Source passage →
Films of bacteria at interfaces

Citation:

Vaccari L, Molaei M, Niepa HRT, Lee D, Leheny R, Stebe JK. Films of bacteria at interfaces. Advances in Colloid and Interface Science [Internet]. 2017;247 :561-572.

Abstract:

Bacteria are often discussed as active colloids, self-propelled organisms whose collective motion can be studied in the context of non-equilibrium statistical mechanics. In such studies, the behavior of bacteria confined to interfaces or in the proximity of an interface plays an important role. For instance, many studies have probed collective behavior of bacteria in quasi two-dimensional systems such as soap films. Since fluid interfaces can adsorb surfactants and other materials, the stress and velocity boundary conditions at interfaces can alter bacteria motion; hydrodynamic studies of interfaces with differing boundary conditions are reviewed. Also, bacteria in bulk can become trapped at or near fluid interfaces, where they colonize and form structures comprising secretions like exopolysaccharides, surfactants, living and dead bacteria, thereby creating Films of Bacteria at Interfaces (FBI). The formation of FBI is discussed at air-water, oil-water, and water-water interfaces, with an emphasis on film mechanics, and with some allusion to genetic functions guiding bacteria to restructure fluid interfaces. At air-water interfaces, bacteria form pellicles or interfacial biofilms. Studies are reviewed that reveal that pellicle material properties differ for different strains of bacteria, and that pellicle physicochemistry can act as a feedback mechanism to regulate film formation. At oil-water interfaces, a range of FBI form, depending on bacteria strain. Some bacteria-laden interfaces age from an initial active film, with dynamics dominated by motile bacteria, through viscoelastic states, to form an elastic film. Others remain active with no evidence of elastic film formation even at significant interface ages. Finally, bacteria can adhere to and colonize ultra-low surface tension interfaces such as aqueous-aqueous systems common in food industries. Relevant literature is reviewed, and areas of interest for potential application are discussed, ranging from health to bioremediation.

Required action 1 → In the text on bacteria films, copy everything from "Vaccari L, Molaei" down to "[Internet]. 2017;247 :561-572.", swapping "Internet" for "Online".
Required action 2 → According to the text on bacteria films, what do bacteria form at air-water interfaces?

Raw data →
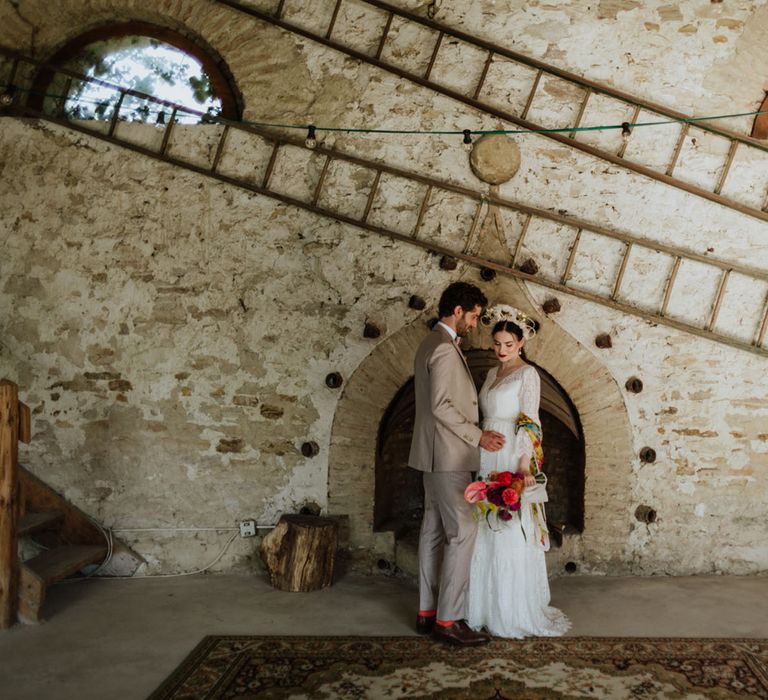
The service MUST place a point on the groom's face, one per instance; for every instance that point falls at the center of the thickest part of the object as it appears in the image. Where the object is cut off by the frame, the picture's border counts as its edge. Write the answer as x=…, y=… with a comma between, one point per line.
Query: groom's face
x=467, y=321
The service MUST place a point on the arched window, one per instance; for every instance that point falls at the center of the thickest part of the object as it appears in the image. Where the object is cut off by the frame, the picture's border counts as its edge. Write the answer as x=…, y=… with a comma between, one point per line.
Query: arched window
x=141, y=57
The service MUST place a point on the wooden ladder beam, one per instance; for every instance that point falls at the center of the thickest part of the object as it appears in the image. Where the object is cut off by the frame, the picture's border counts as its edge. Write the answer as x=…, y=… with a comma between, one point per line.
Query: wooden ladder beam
x=9, y=502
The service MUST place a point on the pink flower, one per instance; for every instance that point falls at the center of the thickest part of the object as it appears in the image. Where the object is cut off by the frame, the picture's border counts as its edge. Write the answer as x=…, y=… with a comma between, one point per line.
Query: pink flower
x=510, y=496
x=475, y=492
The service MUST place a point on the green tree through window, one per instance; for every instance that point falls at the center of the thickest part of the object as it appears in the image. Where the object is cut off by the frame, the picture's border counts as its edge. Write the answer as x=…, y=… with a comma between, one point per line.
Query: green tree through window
x=143, y=64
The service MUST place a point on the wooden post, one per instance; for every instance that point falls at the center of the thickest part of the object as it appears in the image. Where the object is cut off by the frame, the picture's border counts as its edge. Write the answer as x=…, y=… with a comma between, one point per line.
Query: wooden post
x=9, y=502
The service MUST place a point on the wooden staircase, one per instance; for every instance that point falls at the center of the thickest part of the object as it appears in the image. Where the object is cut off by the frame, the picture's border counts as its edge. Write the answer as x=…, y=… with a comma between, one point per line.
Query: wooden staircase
x=29, y=508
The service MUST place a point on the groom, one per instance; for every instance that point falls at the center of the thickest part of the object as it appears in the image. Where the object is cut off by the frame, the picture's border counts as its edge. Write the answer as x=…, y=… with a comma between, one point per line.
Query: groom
x=445, y=444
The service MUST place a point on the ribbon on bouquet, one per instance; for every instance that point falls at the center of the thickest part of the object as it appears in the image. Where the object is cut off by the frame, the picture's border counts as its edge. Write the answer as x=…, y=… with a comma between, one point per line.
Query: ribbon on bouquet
x=533, y=430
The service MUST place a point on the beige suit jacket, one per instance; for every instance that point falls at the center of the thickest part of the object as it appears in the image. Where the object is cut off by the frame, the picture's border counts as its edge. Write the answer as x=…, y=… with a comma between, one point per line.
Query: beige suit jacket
x=445, y=433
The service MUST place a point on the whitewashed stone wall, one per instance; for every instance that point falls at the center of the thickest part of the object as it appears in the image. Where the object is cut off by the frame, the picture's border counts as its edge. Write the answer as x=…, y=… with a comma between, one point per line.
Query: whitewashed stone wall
x=172, y=334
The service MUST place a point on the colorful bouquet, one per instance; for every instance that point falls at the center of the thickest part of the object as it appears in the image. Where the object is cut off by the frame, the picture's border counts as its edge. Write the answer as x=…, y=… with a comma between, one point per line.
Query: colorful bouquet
x=500, y=495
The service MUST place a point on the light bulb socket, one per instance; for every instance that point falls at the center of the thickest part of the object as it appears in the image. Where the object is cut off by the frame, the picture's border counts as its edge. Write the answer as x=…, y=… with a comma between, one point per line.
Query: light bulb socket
x=8, y=95
x=467, y=143
x=311, y=140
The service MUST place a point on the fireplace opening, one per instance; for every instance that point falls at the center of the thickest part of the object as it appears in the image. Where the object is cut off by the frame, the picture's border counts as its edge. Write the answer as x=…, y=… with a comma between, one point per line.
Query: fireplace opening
x=399, y=494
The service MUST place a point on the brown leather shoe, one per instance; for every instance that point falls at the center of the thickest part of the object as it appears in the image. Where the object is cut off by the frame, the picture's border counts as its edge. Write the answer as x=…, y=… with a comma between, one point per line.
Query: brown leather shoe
x=425, y=624
x=461, y=634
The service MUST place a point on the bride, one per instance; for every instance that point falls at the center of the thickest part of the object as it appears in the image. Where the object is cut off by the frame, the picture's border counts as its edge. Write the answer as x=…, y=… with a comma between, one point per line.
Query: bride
x=508, y=590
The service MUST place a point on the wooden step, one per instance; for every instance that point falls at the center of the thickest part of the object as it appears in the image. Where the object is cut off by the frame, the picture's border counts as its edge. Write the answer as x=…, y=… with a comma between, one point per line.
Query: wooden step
x=36, y=574
x=29, y=523
x=56, y=564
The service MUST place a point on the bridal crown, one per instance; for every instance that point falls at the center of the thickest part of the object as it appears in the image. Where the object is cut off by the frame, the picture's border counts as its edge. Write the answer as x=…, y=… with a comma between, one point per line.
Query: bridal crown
x=503, y=312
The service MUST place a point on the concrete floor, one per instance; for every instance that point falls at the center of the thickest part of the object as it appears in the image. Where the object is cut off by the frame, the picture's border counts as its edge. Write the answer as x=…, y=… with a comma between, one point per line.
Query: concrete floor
x=120, y=638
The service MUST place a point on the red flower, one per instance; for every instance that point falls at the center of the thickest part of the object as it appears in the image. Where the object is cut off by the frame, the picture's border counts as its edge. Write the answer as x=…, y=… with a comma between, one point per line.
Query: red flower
x=510, y=496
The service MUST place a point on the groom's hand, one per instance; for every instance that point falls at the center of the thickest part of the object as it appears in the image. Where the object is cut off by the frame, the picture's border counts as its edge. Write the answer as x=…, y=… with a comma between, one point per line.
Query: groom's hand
x=491, y=441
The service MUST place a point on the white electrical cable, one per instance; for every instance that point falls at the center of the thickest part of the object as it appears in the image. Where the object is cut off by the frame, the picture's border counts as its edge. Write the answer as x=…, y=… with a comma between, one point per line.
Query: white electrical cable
x=183, y=573
x=108, y=536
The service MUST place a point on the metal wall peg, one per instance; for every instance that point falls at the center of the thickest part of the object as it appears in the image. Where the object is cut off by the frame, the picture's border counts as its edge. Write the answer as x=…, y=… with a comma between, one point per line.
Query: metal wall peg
x=334, y=380
x=448, y=263
x=551, y=305
x=417, y=303
x=604, y=341
x=645, y=514
x=310, y=449
x=7, y=97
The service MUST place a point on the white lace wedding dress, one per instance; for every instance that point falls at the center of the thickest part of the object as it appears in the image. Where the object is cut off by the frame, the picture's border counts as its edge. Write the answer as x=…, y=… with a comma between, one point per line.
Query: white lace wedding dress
x=508, y=590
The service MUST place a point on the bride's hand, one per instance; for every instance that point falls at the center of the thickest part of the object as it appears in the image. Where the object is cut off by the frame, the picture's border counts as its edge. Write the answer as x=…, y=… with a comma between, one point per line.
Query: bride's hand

Worked solution 1 →
Vaccari L, Molaei M, Niepa HRT, Lee D, Leheny R, Stebe JK. Films of bacteria at interfaces. Advances in Colloid and Interface Science [Online]. 2017;247 :561-572.

Worked solution 2 → Pellicles or interfacial biofilms.